(ЧТО ТРЕБУЕТСЯ): Перепишите фрагмент монолога блокадницы без изменений: начните со слов «Вот говорят: на» и продолжайте вплоть до слов «в отдел полиции.».

(ТЕКСТ ДОКУМЕНТА):
=-=-=-=-=

«Я не смотрю телевизор» Монолог блокадницы, трижды задержанной на антивоенных пикетах в Петербурге
24 февраля, в первый день «спецоперации», 81-летняя Людмила Васильева вышла на Невский проспект с плакатом «Нет [запрещенное в РФ слово]». Ее задержали, но спустя три дня она снова вышла — уже вместе с внучкой. В отдел полиции их доставили вместе. В третий раз Васильеву задержали, когда на выходе из метро на Невском проспекте она пела песню «Солнечный круг», которую в СССР знал каждый ребенок.
Людмила Васильева рассказала «Гласной» о том, что она видела в автозаках, о чем разговаривала с «космонавтами» в черных шлемах и почему она предостерегает россиян от желания «повторить».
«Агрессия, визг и пропаганда»
— Я не смотрю телевизор. Ни новости, ни фильмы, ни концерты. Новости, как все современные люди, узнаю в интернете. Когда «Дождь» перестал [проводить трансляцию], и я перестала [смотреть]. Признаюсь, хотела заменить на «Первый» или «Россию-24», но меня не хватило надолго: агрессия, визг и сплошная пропаганда. Агрессию ни в каком виде не приемлю. Начинаю нервничать.
Вот говорят: на пикетах и митингах — агрессия… А какая там агрессия? Конституция всем россиянам гарантирует право собираться мирно, без оружия и проводить митинги, пикеты, демонстрации и шествия. Вот и я пришла [24 февраля] к станции «Гостиный двор», а там девочки стоят и боятся развернуть плакат, на котором написано «Нет [запрещенное в РФ слово]». Я его взяла и развернула. Меня полиция с этим плакатом и повела в автозак.
Просили, чтобы я сложила плакат, а я с ним даже в автозаке сидела. Потому что я не хочу [запрещенное в РФ слово].
А потом [27 февраля] я вышла без плаката, а задержали меня, когда моя внучка вышла и стала кричать: «Нет [запрещенное в РФ слово]». Ее повели в автозак, а мне что, оставаться? Я тоже закричала «Нет [запрещенное в РФ слово]», и меня задержали. И я вместе с внучкой поехала в отдел полиции.
А в третий раз, уже накануне Международного женского дня, меня задержали за песню. Не верите? Я шагала по Невскому и, как в детстве, громко пела:
«Солнечный круг,
Небо вокруг —
Это рисунок мальчишки…»

=-=-=-=-=

(ЗАПИСИ ДАННЫХ):

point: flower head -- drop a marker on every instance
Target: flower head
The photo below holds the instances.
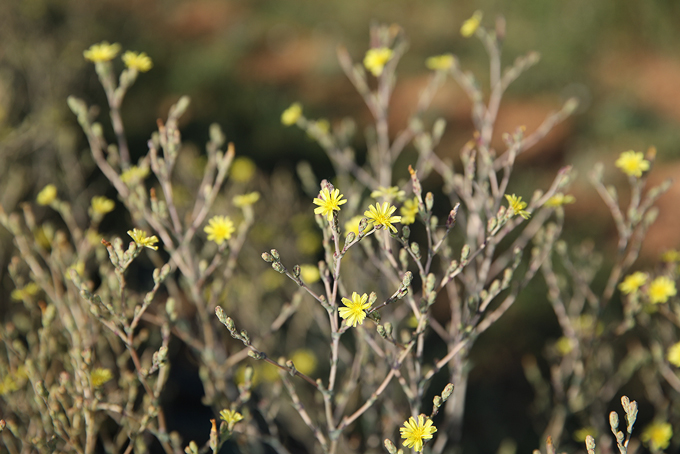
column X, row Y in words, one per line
column 219, row 228
column 101, row 52
column 633, row 282
column 657, row 435
column 291, row 115
column 309, row 273
column 376, row 59
column 242, row 169
column 246, row 199
column 140, row 238
column 632, row 163
column 409, row 211
column 440, row 62
column 388, row 194
column 414, row 432
column 47, row 195
column 560, row 199
column 674, row 354
column 231, row 417
column 661, row 289
column 381, row 216
column 354, row 311
column 99, row 376
column 102, row 205
column 471, row 25
column 517, row 206
column 328, row 202
column 138, row 61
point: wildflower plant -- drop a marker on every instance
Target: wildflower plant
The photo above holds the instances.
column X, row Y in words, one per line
column 375, row 254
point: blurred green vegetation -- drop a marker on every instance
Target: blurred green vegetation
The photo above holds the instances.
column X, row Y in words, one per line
column 243, row 62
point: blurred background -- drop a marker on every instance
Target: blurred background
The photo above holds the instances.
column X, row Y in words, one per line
column 243, row 62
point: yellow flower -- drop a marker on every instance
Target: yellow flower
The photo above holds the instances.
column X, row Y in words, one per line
column 381, row 216
column 134, row 174
column 291, row 115
column 517, row 206
column 633, row 282
column 671, row 256
column 376, row 59
column 304, row 361
column 409, row 211
column 99, row 376
column 414, row 432
column 246, row 199
column 138, row 61
column 440, row 62
column 140, row 238
column 661, row 289
column 388, row 194
column 47, row 195
column 219, row 228
column 102, row 205
column 309, row 273
column 328, row 202
column 231, row 417
column 560, row 199
column 242, row 169
column 674, row 354
column 471, row 25
column 354, row 311
column 101, row 52
column 632, row 163
column 657, row 435
column 353, row 225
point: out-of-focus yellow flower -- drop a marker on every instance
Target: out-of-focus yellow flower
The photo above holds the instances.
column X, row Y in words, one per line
column 517, row 206
column 137, row 61
column 246, row 199
column 657, row 435
column 440, row 62
column 560, row 199
column 304, row 361
column 674, row 354
column 633, row 282
column 101, row 52
column 140, row 238
column 309, row 273
column 376, row 59
column 409, row 211
column 661, row 289
column 632, row 163
column 671, row 256
column 219, row 229
column 291, row 115
column 388, row 194
column 99, row 376
column 102, row 205
column 242, row 169
column 471, row 25
column 47, row 195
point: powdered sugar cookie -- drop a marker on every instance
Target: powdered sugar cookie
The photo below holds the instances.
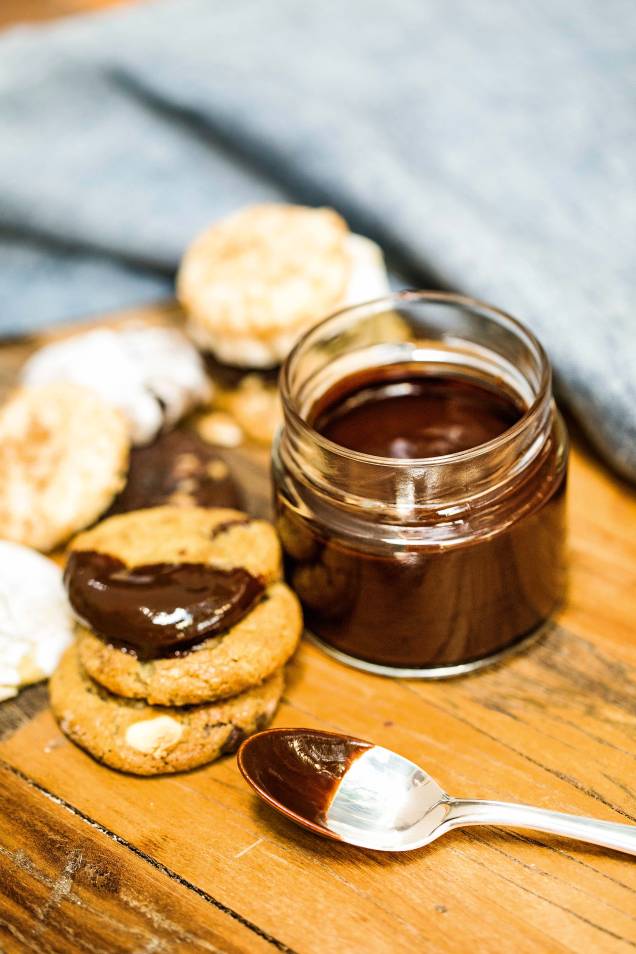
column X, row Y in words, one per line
column 252, row 283
column 63, row 457
column 153, row 374
column 36, row 623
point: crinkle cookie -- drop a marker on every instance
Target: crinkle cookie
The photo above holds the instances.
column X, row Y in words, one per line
column 253, row 282
column 219, row 537
column 36, row 623
column 133, row 737
column 153, row 374
column 63, row 457
column 220, row 666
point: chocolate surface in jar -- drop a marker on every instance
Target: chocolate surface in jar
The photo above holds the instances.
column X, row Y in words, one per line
column 420, row 485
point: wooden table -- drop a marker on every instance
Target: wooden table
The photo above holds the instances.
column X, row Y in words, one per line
column 92, row 860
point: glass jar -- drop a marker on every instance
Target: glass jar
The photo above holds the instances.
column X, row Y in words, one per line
column 422, row 566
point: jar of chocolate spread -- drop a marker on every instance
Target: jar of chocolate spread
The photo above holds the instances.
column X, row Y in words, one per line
column 420, row 484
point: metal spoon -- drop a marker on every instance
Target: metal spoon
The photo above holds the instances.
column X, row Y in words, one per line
column 353, row 791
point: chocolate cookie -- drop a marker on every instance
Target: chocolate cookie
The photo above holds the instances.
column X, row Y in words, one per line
column 219, row 537
column 220, row 666
column 133, row 737
column 178, row 468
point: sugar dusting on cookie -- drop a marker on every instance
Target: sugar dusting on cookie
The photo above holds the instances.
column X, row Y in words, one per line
column 153, row 374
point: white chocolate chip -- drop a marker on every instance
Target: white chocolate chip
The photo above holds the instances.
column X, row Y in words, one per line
column 154, row 736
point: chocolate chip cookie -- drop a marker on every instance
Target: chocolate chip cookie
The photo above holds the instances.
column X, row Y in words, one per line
column 132, row 736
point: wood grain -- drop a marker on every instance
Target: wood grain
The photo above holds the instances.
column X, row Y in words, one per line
column 67, row 885
column 554, row 726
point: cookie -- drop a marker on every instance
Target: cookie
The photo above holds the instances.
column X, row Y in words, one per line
column 63, row 457
column 153, row 374
column 252, row 283
column 254, row 405
column 220, row 666
column 36, row 623
column 133, row 737
column 178, row 468
column 220, row 538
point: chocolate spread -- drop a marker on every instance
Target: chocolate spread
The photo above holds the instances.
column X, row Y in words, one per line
column 158, row 609
column 434, row 604
column 301, row 769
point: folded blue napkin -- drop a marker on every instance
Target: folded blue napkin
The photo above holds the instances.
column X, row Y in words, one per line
column 489, row 147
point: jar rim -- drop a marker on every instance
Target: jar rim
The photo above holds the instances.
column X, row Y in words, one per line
column 458, row 457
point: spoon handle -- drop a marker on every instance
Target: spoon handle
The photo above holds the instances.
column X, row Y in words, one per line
column 608, row 834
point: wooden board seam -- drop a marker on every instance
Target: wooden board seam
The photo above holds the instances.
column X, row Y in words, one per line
column 153, row 862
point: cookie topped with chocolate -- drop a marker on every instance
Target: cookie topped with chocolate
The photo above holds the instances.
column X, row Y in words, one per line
column 178, row 606
column 160, row 580
column 179, row 469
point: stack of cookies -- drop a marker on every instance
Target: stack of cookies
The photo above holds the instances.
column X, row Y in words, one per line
column 185, row 629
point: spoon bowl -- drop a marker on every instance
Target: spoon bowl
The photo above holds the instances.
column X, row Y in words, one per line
column 350, row 790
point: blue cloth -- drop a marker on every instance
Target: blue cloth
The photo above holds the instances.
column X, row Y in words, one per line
column 489, row 147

=-=-=-=-=

(РЕЗУЛЬТАТ ЗАДАНИЯ):
Вот говорят: на пикетах и митингах — агрессия… А какая там агрессия? Конституция всем россиянам гарантирует право собираться мирно, без оружия и проводить митинги, пикеты, демонстрации и шествия. Вот и я пришла [24 февраля] к станции «Гостиный двор», а там девочки стоят и боятся развернуть плакат, на котором написано «Нет [запрещенное в РФ слово]». Я его взяла и развернула. Меня полиция с этим плакатом и повела в автозак.
Просили, чтобы я сложила плакат, а я с ним даже в автозаке сидела. Потому что я не хочу [запрещенное в РФ слово].
А потом [27 февраля] я вышла без плаката, а задержали меня, когда моя внучка вышла и стала кричать: «Нет [запрещенное в РФ слово]». Ее повели в автозак, а мне что, оставаться? Я тоже закричала «Нет [запрещенное в РФ слово]», и меня задержали. И я вместе с внучкой поехала в отдел полиции.